[GIVEN ENTRIES — start]

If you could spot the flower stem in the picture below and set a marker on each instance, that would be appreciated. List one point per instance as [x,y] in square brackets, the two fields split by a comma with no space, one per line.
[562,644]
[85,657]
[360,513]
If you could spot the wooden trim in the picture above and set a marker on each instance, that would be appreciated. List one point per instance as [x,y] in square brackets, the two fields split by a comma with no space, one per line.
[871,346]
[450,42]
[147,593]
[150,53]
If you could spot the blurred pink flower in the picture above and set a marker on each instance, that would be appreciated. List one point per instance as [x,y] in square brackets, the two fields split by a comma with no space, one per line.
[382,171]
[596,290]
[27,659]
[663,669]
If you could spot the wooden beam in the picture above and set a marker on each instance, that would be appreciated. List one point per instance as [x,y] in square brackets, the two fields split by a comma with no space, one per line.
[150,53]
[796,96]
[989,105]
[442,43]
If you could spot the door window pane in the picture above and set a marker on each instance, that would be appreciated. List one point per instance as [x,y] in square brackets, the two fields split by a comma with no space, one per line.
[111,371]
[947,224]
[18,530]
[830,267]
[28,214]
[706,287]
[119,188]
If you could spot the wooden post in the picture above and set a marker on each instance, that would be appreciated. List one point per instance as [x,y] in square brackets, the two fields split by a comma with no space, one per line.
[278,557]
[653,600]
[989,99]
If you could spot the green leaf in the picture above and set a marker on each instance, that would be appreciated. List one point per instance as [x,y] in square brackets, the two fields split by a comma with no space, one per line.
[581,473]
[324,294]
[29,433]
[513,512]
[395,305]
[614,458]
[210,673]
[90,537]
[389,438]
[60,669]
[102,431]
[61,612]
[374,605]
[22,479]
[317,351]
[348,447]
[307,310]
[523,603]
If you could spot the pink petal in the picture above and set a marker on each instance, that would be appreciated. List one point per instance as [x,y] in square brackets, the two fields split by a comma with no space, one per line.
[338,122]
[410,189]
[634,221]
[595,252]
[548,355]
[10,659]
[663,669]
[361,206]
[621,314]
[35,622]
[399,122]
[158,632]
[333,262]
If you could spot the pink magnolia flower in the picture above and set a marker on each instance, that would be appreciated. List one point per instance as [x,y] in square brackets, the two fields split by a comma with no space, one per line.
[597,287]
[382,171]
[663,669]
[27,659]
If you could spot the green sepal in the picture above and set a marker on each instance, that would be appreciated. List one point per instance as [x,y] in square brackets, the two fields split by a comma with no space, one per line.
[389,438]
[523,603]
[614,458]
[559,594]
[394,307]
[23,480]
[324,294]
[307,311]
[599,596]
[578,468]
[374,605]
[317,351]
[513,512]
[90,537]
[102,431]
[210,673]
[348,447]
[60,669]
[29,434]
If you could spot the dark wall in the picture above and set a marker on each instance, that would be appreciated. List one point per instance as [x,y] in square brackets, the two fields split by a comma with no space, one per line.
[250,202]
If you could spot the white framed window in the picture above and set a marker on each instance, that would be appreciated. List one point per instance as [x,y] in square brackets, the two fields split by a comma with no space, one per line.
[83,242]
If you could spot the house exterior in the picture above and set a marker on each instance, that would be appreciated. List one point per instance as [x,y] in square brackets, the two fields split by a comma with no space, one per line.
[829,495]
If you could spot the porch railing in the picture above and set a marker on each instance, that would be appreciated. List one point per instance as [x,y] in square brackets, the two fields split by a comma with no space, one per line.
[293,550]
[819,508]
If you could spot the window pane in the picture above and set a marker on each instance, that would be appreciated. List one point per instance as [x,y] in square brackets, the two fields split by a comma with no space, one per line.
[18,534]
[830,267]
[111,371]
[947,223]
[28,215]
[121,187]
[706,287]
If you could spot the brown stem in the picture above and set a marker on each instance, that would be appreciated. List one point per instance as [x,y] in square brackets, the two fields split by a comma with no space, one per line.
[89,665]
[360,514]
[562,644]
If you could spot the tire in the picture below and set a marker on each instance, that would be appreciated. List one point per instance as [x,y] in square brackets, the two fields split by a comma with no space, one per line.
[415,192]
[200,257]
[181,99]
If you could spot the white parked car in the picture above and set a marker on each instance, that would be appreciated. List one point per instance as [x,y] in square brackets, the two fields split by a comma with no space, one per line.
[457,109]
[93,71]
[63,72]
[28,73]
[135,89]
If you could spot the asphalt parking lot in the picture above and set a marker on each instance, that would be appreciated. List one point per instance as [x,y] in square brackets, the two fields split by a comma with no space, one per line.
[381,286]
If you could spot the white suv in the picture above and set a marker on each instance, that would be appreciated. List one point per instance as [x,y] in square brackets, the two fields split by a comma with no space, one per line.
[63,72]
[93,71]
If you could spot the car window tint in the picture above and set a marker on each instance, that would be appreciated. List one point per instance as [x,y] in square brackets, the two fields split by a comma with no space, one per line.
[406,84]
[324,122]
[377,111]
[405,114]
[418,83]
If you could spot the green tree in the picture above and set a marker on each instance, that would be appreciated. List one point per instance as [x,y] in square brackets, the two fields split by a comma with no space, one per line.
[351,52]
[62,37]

[GIVEN ENTRIES — finish]

PROBLEM REQUIREMENTS:
Repeat each line above exactly as written.

SOLUTION TO THIS PROBLEM:
If you could spot the flower stem in the picture below and set a marker on each instance, that would be appreciated. List one point per instance as [x,y] in square brackets, the two fields split by a comma with no space, one per line.
[562,644]
[85,657]
[360,513]
If you could spot the wooden trim in the picture above and set a marker on each instance, that would be appreciated. List one point per instance as [x,y] in square brackets, the two fields split by a comma with no space, one per line.
[871,346]
[450,42]
[147,593]
[150,53]
If you could spot the blurred pink flower in the picture above and set a marker on each instance, that would be appreciated. List one point per instance as [x,y] in square brackets, the two fields split by a comma with no space, one per line.
[382,171]
[596,290]
[27,659]
[663,669]
If you could spot the wooden beam in the picture above and set a marker on each instance, that would be appreciated. List one point per instance as [x,y] in square brackets, the two fields split by a comma with no space, one per line.
[150,53]
[796,96]
[989,105]
[442,43]
If you could spot the door window pane in the picture above and set a marker on each instance, that would be appreciated. List one point per instance as [x,y] in square brackets, the two fields split by a comma with no space, one per line.
[111,371]
[947,224]
[18,530]
[830,267]
[28,214]
[706,287]
[119,188]
If you could spot the wooden post in the picture above and set a marker on each instance, that would be appreciated. List one point per instance as [x,y] in square brackets, the two fields split by a comma with no space, one per line.
[278,557]
[653,600]
[989,99]
If you could spot the green leaf in the picture above and set a marker on each instance, that would be appreciated. List one point per instance as [x,y] in square brackets, the two fields split by a comma with no space, one per line.
[581,473]
[324,294]
[29,433]
[513,512]
[395,305]
[614,458]
[210,673]
[90,537]
[389,438]
[60,669]
[102,431]
[61,612]
[374,605]
[22,479]
[317,351]
[348,447]
[307,310]
[523,603]
If you could spot the pink petal in the picture above and set a marker on each instance, that would be appreciated. List one point per instance as [x,y] in square brackets, the two fields split by a comma with no space, one per line.
[338,122]
[410,189]
[634,221]
[595,252]
[548,355]
[10,659]
[663,669]
[361,206]
[621,314]
[35,622]
[399,122]
[158,632]
[333,262]
If you could spot the pink magnolia flower in the picture above and set a marker on each instance, that would be appreciated. List one point per instance as [x,y] in square brackets, the two fields split by a comma with no space, one per line.
[597,287]
[382,171]
[663,669]
[27,659]
If you could spot the green sepal in the picture above and set a marker on each instance, that would be appreciated. List one point per instance as [x,y] in square brackets, the two fields split by a comma with no space, one per line.
[389,438]
[523,603]
[614,458]
[559,594]
[394,307]
[23,480]
[324,294]
[307,311]
[599,596]
[578,468]
[374,605]
[317,351]
[513,512]
[90,537]
[102,431]
[210,673]
[348,447]
[60,669]
[29,434]
If you could spot the dark wall in the picture above and set a marker on each instance, that would be appreciated. List one point per instance as [x,y] in square brackets, the two fields split by a comma with no space, one per line.
[250,202]
If you could spot the white framed window in the picture above and set a marker on each instance, that would be appreciated. List one point per instance as [x,y] in square brackets, the two fields split by a comma with no space, one per line.
[83,242]
If you could spot the house exterior in the picture above and set a marker on each instance, that would be appreciated. List one point per instance as [x,y] in square brackets, the two fields split by a comma with no space, one per line.
[829,495]
If you could spot the porch railing in the picture above and set a marker on each instance, that would be appreciated. List one point per instance as [x,y] in square brackets, the two fields split by a comma with no space, one per line.
[293,550]
[819,508]
If you could spot the window pane in the picture above and set a marker on each instance, that would be appreciated. List one point per instance as [x,y] in square brackets, the two fields split by a comma with no space, one per line.
[18,534]
[830,267]
[111,371]
[947,223]
[28,215]
[121,187]
[706,287]
If you could spot the brown stem in the picture above and set a marker on each instance, that would be appreciated. List one point per instance as [x,y] in square brackets, the two fields split by a comma with no space, one per line.
[89,665]
[360,514]
[562,644]
If you could spot the tire in the picture below and set a marker on each instance, that would be appreciated. List one point per instance as [x,y] in square brackets, the two fields split by a comma with no space, one per line.
[415,192]
[200,257]
[181,99]
If you could spot the white parked car in the picture above and set a marker on each instance, that would be appreciated. List one point per instance as [x,y] in square brackets, the two fields split by a comma with no space, one per line.
[457,109]
[93,71]
[63,72]
[28,73]
[135,89]
If you could spot the asphalt parking lot in the picture above and set a marker on each instance, that would be appreciated. List one point per instance as [x,y] in square brackets, the two fields split by a comma with no space, one per line.
[381,286]
If you could spot the white suv in the picture above and set a marker on each instance, that would be appreciated. List one point per instance as [x,y] in square brackets, the two fields split by a comma with no space, one per line.
[63,72]
[93,71]
If you could spot the car window tint in the picture above and set a marker on each instance, that would be appreciated. List one point per instance as [x,y] in square brackets, the two fields split by a comma with no space, one per line.
[406,84]
[324,122]
[377,111]
[405,114]
[418,83]
If you could spot the green tree in the picture above and set a marker on each instance, that would be appreciated. List one point per instance as [x,y] in square brackets, the two fields split by a comma with no space, one per line.
[351,52]
[62,37]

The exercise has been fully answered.